Data extract section start

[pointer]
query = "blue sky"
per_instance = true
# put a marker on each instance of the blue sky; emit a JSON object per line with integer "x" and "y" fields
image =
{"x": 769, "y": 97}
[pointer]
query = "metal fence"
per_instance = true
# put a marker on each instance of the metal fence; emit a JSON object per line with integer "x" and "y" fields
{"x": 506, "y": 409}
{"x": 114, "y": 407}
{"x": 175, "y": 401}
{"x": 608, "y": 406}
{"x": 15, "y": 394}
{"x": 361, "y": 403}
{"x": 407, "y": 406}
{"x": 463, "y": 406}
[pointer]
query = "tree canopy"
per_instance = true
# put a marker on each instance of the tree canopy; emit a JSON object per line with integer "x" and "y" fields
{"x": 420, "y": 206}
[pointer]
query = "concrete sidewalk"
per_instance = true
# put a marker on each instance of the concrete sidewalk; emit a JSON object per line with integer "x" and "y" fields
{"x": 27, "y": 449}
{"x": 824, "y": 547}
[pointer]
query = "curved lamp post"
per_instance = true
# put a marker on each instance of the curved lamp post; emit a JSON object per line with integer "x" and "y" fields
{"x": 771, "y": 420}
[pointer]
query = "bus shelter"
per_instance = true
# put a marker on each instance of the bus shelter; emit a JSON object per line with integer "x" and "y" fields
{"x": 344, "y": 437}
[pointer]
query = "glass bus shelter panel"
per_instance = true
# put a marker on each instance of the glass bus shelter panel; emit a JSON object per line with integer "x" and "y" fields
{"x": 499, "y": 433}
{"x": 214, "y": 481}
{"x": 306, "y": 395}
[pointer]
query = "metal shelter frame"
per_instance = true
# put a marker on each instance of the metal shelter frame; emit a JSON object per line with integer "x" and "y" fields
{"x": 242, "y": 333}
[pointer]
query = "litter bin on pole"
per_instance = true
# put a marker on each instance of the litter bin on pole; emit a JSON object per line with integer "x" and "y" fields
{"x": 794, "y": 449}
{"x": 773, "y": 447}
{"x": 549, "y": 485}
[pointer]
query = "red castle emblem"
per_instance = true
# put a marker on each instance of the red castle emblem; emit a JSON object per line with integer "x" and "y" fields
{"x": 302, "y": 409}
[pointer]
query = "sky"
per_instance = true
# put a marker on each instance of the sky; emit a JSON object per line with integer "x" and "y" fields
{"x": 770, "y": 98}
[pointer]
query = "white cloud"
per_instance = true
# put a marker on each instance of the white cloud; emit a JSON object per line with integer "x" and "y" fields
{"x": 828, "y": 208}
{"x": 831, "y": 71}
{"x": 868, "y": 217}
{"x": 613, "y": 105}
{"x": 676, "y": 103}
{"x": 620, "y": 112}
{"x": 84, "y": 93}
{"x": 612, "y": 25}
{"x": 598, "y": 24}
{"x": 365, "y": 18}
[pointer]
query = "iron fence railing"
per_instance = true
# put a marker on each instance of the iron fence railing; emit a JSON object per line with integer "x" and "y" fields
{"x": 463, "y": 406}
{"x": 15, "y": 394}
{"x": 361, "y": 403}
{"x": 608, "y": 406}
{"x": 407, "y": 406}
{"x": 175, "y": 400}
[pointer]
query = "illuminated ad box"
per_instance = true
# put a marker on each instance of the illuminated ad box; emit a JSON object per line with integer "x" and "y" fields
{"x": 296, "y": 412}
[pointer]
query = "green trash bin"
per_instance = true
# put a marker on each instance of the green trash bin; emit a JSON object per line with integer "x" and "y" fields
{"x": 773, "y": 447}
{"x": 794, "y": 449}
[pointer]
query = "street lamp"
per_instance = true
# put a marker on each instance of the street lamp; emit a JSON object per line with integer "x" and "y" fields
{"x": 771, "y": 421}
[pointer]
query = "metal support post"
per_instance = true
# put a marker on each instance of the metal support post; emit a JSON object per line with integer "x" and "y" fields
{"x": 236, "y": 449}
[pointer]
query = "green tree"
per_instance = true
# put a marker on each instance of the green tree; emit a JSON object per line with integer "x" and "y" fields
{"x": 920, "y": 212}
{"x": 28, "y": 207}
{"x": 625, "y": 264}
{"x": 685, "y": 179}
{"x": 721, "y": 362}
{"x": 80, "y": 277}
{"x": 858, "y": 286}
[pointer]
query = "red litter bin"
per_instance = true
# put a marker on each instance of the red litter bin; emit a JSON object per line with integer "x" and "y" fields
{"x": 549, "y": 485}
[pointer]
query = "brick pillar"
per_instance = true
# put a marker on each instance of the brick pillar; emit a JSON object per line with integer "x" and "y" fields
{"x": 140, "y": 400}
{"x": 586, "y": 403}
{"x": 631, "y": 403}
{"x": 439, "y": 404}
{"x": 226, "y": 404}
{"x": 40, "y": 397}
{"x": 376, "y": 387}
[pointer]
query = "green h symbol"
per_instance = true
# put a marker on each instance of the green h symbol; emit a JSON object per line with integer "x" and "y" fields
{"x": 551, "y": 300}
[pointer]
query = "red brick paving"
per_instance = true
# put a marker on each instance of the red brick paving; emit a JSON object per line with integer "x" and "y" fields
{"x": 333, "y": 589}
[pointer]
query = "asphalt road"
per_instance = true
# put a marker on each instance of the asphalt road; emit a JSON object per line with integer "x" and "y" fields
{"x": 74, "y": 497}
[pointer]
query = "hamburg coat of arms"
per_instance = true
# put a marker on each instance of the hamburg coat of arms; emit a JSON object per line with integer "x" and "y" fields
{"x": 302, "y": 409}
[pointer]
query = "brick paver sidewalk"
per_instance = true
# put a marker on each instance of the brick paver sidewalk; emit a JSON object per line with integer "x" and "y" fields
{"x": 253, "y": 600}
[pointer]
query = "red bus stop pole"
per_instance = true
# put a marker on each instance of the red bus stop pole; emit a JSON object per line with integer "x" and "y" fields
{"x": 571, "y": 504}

Data extract section end
Data extract section start

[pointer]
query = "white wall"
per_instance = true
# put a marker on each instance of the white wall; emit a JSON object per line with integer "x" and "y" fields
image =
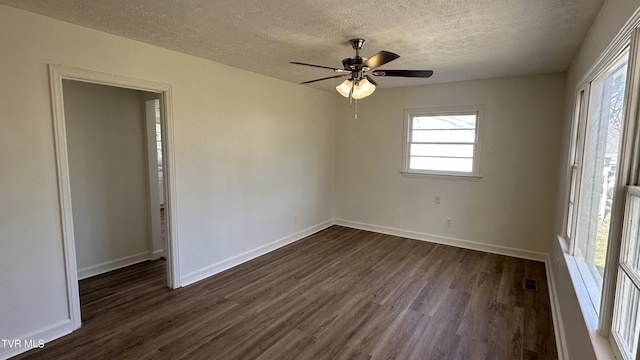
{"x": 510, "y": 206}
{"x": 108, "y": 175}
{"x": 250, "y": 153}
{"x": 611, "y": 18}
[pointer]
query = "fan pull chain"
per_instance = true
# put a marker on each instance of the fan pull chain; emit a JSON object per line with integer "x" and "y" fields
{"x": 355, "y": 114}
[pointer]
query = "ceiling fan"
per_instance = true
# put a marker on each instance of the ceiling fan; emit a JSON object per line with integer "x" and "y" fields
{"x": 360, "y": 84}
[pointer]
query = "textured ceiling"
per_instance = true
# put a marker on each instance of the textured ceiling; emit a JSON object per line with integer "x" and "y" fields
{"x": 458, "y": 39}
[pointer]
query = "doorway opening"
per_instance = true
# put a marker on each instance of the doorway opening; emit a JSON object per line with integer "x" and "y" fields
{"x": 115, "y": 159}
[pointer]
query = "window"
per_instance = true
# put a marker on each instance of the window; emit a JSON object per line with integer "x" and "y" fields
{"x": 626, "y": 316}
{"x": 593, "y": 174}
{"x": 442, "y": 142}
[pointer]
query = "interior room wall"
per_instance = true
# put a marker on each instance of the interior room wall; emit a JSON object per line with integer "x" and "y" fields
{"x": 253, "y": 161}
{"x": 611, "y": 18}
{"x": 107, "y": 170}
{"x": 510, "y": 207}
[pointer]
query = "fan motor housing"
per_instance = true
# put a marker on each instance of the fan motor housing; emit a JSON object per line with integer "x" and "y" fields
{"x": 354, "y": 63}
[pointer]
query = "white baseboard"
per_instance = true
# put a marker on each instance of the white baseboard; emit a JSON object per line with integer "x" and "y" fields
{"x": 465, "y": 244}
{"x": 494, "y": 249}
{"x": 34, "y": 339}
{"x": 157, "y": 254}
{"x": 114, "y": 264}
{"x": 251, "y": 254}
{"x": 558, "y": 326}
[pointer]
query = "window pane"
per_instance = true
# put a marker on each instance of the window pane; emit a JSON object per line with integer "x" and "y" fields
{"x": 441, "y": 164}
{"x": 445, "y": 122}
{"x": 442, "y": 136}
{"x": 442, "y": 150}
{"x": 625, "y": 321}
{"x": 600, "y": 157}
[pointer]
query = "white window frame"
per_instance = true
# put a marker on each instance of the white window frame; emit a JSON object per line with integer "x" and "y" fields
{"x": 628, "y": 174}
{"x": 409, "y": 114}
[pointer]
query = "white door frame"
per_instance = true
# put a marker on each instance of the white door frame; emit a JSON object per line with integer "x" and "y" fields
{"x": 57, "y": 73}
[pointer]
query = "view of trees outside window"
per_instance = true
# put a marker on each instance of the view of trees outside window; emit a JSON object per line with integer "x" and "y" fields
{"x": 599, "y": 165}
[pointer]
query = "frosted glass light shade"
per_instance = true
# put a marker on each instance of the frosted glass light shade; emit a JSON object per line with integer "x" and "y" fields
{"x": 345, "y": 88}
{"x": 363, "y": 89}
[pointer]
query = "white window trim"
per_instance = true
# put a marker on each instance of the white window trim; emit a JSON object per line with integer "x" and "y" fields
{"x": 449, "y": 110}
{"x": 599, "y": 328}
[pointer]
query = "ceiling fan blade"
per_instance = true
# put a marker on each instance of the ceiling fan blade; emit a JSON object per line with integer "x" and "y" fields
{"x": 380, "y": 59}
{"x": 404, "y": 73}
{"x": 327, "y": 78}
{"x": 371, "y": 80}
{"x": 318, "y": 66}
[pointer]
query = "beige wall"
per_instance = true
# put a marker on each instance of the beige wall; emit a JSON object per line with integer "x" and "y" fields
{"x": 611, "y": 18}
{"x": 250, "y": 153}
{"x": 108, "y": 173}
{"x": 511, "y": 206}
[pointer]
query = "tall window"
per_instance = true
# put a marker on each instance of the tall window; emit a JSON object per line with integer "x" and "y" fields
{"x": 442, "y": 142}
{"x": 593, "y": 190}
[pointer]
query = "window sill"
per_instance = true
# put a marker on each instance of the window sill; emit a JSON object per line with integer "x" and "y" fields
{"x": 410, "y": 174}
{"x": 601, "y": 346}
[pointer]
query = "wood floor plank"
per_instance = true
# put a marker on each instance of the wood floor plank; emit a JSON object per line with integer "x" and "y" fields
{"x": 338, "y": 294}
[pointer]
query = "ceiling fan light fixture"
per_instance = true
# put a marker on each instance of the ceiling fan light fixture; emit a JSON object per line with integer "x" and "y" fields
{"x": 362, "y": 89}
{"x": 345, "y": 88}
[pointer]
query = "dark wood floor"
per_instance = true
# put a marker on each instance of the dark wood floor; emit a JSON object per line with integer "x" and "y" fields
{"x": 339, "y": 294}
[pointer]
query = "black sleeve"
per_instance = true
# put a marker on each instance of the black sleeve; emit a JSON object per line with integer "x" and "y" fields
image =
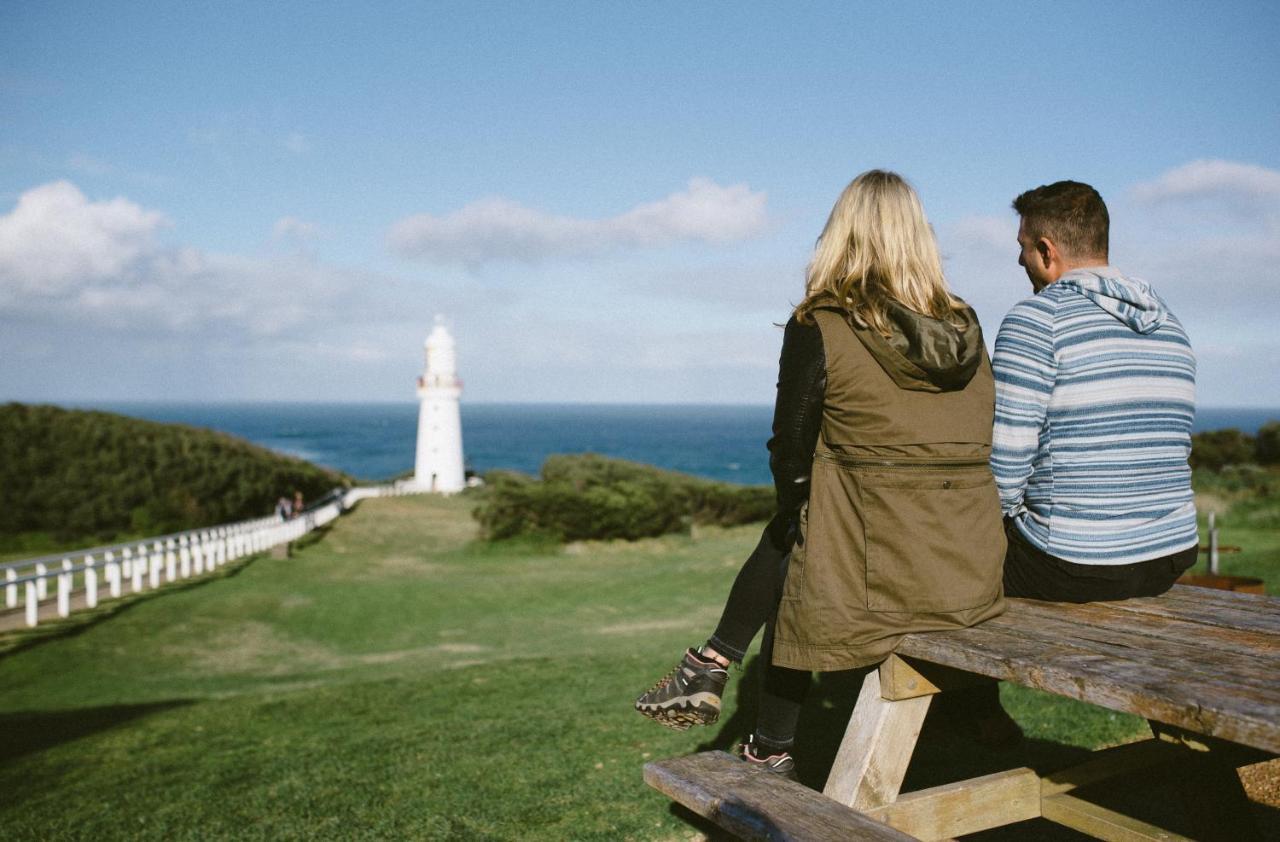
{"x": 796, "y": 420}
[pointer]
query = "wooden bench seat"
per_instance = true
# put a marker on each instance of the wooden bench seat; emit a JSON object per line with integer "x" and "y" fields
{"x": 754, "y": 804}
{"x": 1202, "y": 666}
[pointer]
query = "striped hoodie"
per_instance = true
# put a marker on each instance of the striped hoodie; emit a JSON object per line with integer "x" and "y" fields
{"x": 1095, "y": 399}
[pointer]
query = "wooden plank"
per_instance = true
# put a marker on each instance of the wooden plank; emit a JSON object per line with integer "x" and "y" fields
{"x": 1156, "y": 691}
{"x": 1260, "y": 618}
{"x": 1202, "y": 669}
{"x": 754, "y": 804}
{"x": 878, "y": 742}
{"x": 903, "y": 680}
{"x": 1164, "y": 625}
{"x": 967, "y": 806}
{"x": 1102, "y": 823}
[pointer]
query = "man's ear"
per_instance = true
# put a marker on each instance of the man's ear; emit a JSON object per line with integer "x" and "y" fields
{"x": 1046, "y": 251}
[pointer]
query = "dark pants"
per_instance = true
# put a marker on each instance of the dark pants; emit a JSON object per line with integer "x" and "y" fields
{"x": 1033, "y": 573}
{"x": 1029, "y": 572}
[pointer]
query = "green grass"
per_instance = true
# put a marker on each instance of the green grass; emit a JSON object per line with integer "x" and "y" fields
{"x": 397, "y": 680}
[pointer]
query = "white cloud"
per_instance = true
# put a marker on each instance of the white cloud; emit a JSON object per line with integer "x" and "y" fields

Data extract section end

Exercise directions | Where does the string "black" appear in the records? Copy every line that holds it.

Solution to this task |
query = "black sleeve"
# put a marker on each instance of the black sleeve; emit a JSON object per line with integer "x" and "y" fields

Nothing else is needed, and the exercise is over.